| WHAT YOU WILL DO |
Answer these questions from the passage on cancer drugs below:
(a) What does a one-time dose of CAR-T therapy cost?
(b) Of the 14 new active substances launched in the U.S. for oncology in 2017, how many received Orphan Drug designation from the FDA?
(c) How many patients took part in the single clinical trial on which Lartruvo's 2016 approval was based?

| SELECTED PASSAGE |
....

Elsewhere, a different type of immunotherapy known as CAR-T therapy is also exhibiting efficacy for cancer treatment -- at a cost of $475,000 for a one-time dose.7 While CAR-T is currently only approved for limited indications, that may change soon. Drug makers are hard at work on a wide range of potential applications for this costly technology.
Another feature of cancer drugs is that they are often used in combination therapy. In the case of Keytruda, a study found that when it was used in combination with chemotherapy it could extend the lives of people with advanced lung cancer by 51% compared to chemotherapy alone.8 So in addition to the high cost of Keytruda, we also have the cost of chemotherapy, which, while much less expensive, is still not cheap.
Biomarkers and targeted therapies
One long-established practice is to define cancers primarily by the area of the body in which they originate (i.e. lung cancer). This is now evolving as we increasingly sub-classify cancers according to their underlying biological or genetic factors.8
Improvements in genetic sequencing technologies are revealing a great deal of diversity between subpopulations of cancer cells within individual patients.9 Accordingly, the use of biomarkers is helping to redefine cancer more precisely, and leading to more targeted therapies and changes in the way drugs are developed.10 This has implications for both patients and payers.
Targeted therapies work because oncologists now can search for biomarkers in a person by biopsy, blood, or bodily fluids to get a better sense of the cancer they are seeking to treat. For example, about one in five breast cancers involve a gene mutation that makes an excess of the HER2 protein, which promotes the growth of cancer cells. Testing for that mutation can help determine treatment options that specifically target HER2, which are very effective.11 In fact, many insurers require such a test prior to treatment.11 Yet while the advantage to more precise profiling is more precise treatment, the disadvantage is a more fragmented market for cancer drugs.
We can see the effect of increased precision in the way it impacts how drugs are approved and priced. As the market for cancer is further subdivided, many of the drugs being developed are targeted toward much smaller populations. For example, of the 14 new active substances launched in the U.S. for oncology in 2017, 10 received Orphan Drug designation from the FDA.1 Orphan drugs are those that are aimed at diseases with fewer than 200,000 affected persons.12 We know that diseases with very low numbers of potential patients correlate strongly with high treatment costs.
In addition to Orphan designation, most of the new drugs approved in 2017 received the Breakthrough Therapy designation, which is designed to speed up the FDA approval process.1 While these expedited processes do get therapies to patients faster, it also means that many of these drugs are approved with limited evidence for their efficacy.13
This trend of expedited drug approvals can have real world consequences. In April of 2019, drug maker Eli Lilly said it was withdrawing its drug Lartruvo® (olaratumab) from the market.14 Designed to treat soft tissue sarcoma, a rare type of cancer impacting the connective tissue of the body, Lartruvo was approved in 2016 based on data from a single clinical trial involving 133 patients. Eli Lilly decided to pull the drug after a Phase 3 clinical trial demonstrated that Lartruvo did not improve patient survival compared with controls.11
While the case of Lartruvo is exceptional, it does illustrate the importance of prudence as costly new drugs enter the marketplace. Perhaps a more subtle threat from the flood of new cancer treatments is that they tend to drive out perfectly good existing treatments.
A recent study concluded that FDA approval doesn’t automatically make a new drug better than the treatments doctors are currently using.15 “Although anticancer drug approvals are increasing, a proportion of these drugs are reaching the market without proven superiority to what is considered the standard of care at the time of patient enrollment in pivotal trials,” the study states.
With these considerations in mind, what does the future of oncology treatment hold? One certainty is that the number of available oncology treatments will continue to grow. There are currently more than 700 oncology drugs in late stages of development.1 This number represents a 60% increase from a decade ago, as cancer drugs continue to represent a larger part of the overall drug pipeline.

....

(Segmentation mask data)

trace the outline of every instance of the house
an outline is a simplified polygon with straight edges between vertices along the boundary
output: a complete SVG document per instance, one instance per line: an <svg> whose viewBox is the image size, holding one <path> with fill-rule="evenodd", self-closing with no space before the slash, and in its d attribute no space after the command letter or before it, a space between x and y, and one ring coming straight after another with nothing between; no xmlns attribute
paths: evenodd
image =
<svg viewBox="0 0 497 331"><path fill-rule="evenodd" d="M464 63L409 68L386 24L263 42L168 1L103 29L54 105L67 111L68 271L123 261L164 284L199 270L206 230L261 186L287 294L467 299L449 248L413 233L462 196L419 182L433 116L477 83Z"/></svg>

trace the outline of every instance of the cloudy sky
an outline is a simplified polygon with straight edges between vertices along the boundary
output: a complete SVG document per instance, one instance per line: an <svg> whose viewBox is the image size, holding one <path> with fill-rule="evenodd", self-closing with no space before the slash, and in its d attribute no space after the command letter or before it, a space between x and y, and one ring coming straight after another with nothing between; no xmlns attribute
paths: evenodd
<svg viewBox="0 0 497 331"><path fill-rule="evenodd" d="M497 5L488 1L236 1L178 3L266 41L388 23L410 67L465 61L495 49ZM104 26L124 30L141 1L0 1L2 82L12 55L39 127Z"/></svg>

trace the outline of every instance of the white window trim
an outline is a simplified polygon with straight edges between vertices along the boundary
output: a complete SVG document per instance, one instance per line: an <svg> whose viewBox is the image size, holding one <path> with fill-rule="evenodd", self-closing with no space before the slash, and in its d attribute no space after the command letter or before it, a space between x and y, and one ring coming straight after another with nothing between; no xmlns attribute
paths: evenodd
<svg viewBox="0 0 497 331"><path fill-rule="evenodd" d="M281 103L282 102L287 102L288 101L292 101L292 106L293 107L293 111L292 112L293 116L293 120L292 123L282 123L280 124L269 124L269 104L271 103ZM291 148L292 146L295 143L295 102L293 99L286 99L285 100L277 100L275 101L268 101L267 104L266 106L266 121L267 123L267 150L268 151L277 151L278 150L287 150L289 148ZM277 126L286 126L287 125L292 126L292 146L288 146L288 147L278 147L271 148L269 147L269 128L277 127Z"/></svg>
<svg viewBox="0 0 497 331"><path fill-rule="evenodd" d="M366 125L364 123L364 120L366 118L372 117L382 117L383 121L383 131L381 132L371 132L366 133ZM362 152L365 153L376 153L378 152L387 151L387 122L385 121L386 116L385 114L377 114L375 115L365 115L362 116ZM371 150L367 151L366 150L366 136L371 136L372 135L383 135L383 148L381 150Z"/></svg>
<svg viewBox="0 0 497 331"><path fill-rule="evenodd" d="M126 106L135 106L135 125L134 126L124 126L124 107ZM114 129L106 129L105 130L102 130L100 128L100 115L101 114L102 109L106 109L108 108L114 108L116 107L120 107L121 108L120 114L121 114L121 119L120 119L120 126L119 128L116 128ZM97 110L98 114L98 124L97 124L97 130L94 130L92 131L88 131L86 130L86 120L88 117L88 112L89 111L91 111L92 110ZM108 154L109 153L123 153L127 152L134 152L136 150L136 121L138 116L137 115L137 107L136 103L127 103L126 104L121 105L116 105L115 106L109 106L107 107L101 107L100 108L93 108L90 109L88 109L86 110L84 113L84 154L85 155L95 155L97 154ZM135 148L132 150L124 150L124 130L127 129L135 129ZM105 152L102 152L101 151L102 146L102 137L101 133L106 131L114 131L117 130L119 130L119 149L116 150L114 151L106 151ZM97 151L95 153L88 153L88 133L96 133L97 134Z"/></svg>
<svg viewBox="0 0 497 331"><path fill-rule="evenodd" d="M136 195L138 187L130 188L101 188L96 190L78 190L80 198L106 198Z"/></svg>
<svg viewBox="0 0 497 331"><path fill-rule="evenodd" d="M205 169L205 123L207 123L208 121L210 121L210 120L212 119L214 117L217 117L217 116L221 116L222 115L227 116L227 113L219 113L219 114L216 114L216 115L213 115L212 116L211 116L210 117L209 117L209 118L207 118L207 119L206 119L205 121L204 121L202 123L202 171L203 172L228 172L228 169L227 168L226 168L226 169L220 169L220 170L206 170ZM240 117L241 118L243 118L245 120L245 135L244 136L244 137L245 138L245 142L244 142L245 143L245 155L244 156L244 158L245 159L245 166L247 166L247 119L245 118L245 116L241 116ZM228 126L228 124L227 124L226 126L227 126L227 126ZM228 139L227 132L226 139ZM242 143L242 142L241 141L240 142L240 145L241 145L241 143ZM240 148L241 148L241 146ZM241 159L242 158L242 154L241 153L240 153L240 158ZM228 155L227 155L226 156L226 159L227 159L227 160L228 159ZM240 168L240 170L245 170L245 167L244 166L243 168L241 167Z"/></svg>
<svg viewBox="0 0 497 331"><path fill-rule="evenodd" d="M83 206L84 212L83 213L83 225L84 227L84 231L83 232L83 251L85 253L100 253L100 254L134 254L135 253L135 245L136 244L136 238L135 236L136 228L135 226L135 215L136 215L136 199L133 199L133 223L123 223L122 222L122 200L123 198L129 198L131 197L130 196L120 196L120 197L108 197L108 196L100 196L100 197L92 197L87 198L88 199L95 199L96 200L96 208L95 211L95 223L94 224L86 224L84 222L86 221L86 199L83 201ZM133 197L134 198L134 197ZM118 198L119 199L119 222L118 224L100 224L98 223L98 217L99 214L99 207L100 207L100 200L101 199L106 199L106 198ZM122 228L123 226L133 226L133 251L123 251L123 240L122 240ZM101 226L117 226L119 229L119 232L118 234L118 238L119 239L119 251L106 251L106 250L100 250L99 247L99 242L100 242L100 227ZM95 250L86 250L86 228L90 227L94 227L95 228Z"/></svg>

....

| TASK RESULT |
(a) $475,000
(b) 10
(c) 133